(GOAL)
Copy out all of these rows with every "single dot" swapped for "single mark" and nothing else changed. Leave the pictures out.

(RECORDS FOR PROCESSING)
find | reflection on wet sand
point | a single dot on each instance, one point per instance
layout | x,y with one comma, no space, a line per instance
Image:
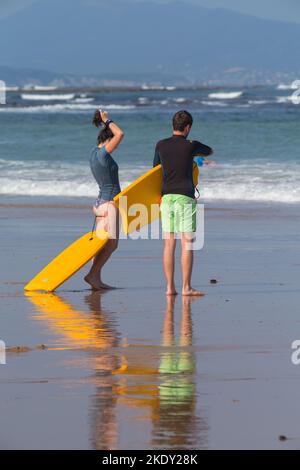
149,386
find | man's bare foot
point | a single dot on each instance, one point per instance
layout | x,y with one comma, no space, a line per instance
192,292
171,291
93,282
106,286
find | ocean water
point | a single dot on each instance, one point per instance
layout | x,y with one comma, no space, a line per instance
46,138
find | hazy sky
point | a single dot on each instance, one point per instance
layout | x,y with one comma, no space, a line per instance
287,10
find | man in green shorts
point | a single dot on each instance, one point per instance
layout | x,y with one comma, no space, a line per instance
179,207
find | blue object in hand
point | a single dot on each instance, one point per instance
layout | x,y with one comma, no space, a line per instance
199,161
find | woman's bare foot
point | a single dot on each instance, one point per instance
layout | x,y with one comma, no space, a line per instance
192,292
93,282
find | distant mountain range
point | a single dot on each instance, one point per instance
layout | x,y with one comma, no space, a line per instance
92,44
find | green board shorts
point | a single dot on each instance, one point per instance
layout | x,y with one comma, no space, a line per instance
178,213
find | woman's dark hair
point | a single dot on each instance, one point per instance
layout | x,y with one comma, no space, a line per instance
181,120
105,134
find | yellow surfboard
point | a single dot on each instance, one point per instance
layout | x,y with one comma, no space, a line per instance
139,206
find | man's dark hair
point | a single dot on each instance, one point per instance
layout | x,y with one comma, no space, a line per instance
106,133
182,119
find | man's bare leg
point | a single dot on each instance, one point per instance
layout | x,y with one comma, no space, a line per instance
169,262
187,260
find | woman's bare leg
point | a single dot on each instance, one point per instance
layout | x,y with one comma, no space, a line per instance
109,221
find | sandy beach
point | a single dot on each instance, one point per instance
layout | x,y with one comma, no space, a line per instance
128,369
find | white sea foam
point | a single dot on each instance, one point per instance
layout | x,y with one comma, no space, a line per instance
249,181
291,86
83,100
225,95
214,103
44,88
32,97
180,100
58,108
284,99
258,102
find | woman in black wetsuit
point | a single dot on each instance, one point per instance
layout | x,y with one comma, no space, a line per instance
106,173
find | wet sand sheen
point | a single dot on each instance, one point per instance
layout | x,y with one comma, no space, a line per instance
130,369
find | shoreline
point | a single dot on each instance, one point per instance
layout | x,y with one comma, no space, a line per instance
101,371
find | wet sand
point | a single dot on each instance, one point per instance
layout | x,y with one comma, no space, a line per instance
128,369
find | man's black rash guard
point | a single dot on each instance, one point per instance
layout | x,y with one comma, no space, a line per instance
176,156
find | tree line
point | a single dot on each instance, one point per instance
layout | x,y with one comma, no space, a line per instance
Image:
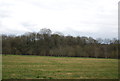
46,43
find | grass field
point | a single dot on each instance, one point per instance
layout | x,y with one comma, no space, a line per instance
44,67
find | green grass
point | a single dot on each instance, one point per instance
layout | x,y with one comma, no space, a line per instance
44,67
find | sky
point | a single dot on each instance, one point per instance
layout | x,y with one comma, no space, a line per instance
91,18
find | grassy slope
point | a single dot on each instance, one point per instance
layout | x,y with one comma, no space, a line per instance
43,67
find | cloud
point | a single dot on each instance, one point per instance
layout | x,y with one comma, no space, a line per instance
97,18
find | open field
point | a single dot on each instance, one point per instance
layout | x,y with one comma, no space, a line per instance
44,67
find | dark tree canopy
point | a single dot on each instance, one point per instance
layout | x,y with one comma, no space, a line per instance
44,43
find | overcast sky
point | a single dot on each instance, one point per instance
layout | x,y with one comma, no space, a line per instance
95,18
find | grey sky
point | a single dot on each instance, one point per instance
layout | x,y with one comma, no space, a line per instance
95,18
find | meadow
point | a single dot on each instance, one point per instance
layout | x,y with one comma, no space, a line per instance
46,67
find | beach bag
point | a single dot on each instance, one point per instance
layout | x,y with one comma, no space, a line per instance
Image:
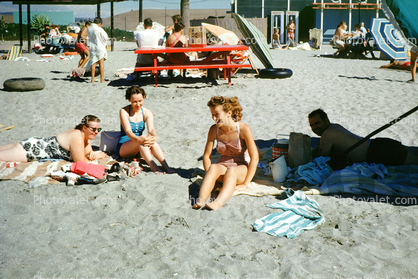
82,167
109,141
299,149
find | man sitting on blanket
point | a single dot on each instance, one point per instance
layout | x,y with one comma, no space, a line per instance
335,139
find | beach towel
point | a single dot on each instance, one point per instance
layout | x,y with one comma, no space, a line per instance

(REPLY)
find | reflection on wet sand
point | a single mark on each instance, one point per instance
layout | x,y with one comma, no space, a line per instance
Image:
149,386
find | man's bare foot
point | a single mark on each instance, one point per instance
layout | x,y with one comma, no space, a line per instance
192,292
171,291
93,282
106,286
find | ocean water
point | a single mark on each instance, one point per instance
layout | x,y with one comma, no space, a line per instance
46,138
find | hazy sky
point | a single mark on each instance, one point per instance
layout | x,y with one comma, no space, a line per instance
287,10
find | man in green shorts
point | a single mark on each instance, one point per instance
layout | x,y with one comma, no space, a line per instance
179,207
find | blue object in hand
point | a single mark on each instance, one point per instance
layout | x,y with one comma, no space, a line per instance
199,161
find | woman's bare foot
point | a single mark on each instance, one point per instance
layout | x,y with one comma, no space, a line per instance
192,292
93,282
find | distant mountain range
point | a single mark on each instance, one point per instance
layout | x,y with one comma, no space, a line per instance
92,44
find | green board shorts
point | a single mark on each instance, one point per instance
layout | x,y with one comma, no space, a line per instance
178,213
find | woman's dark hair
point | a single mark on each instance, one point per instance
layout | x,y with one comma, no space, a line per instance
181,120
105,134
find | yellow surfboard
point | a single mark on each instance, one point per instance
layout | x,y with one comma, no space, a line per instance
139,206
find | man's dark hair
point | a single mark on each instance, one point per instance
layout | x,y with one comma, no space, a line per instance
106,133
182,119
find | man's bare leg
point | a single mark on each instance, one point per instance
layout | x,y with one comma, no space, a line per instance
169,262
187,260
find | woman's bare leg
point | a single mark on each instance, one point per instance
layout | x,y with one comma, no space, a line per instance
109,221
find | sandy beach
point | a single mark on each instance, one point per instance
layout | x,y with one comma, no space, a line per instance
128,369
find | white sea foam
point | a single mark on each instance, one point per instance
layout | x,y with one comma, no space, a line per instance
249,181
291,86
83,100
225,95
214,103
44,88
32,97
180,100
58,108
284,99
258,102
find | woman in black wetsuit
point | a single mark on each instance, one point per instance
layout | x,y with one comma, no space, a line per instance
106,173
find | wet sand sheen
point | a single mark on each instance, one point per instance
layout | x,y with one comma, no space, a line per instance
130,369
find | shoreline
point | a single mark on each instance, one point per instance
layout | x,y with one comma, no space, a line per instance
101,371
find | wet sand
point | a single mark on each instance, one point per instance
layout | x,y with one comma, no space, a line per instance
128,369
find | man's black rash guard
point | a single mark on each instance, one point per instance
layout | x,y with one comma, no space, a line per instance
176,156
find | tree line
point | a single mark on each instance, one point per instance
layout | x,y with one comma, no space, a line per instance
Image:
46,43
find | grass field
point | a single mark on each instance, one point per instance
layout | x,y with one comma, no space, a line per instance
44,67
find | green grass
point | a single mark on each instance, one point per instance
layout | x,y with one comma, no space, a line per instance
44,67
find | sky
point | a single mark on each instance, one point per instance
layout | x,y with one comma, no space, a line per instance
91,18
find | grassy slope
point | a single mark on each instance, one point per instance
layout | x,y with one comma, no space, a line per instance
43,67
find | cloud
point | a single mark on each instance, one point per instance
layout | x,y with one comma, no space, a line per instance
97,18
find | open field
point | a single mark on each instance, one point per instance
layout | x,y with one comma, no space, a line per instance
44,67
find | dark tree canopy
point | a single mark on each instance, one point per instance
layout | x,y with one comma, no space, a line per instance
44,43
find | overcast sky
point | a single mark on each instance, one point per instance
layout | x,y with one comma, no space, a line per instance
95,18
find | grey sky
point | a single mark on each instance, one point per instance
layout | x,y with one comma, no space, a line per instance
95,18
find | meadow
point | a single mark on each instance, one point per instance
layout | x,y with one comma, no space, a line per instance
46,67
find | beach bag
point | a single mark on each instance, one point per instance
layout | x,y with one comma, no space, a line per instance
Image:
82,167
109,141
299,149
find | man sitting on blanket
point | a single mark on each instance, one point per instance
layout | x,y with one comma, no space, a line per instance
335,139
find | beach towel
point | a single mark on each instance, one point per instance
layout | x,y with one comma, no space, a line per instance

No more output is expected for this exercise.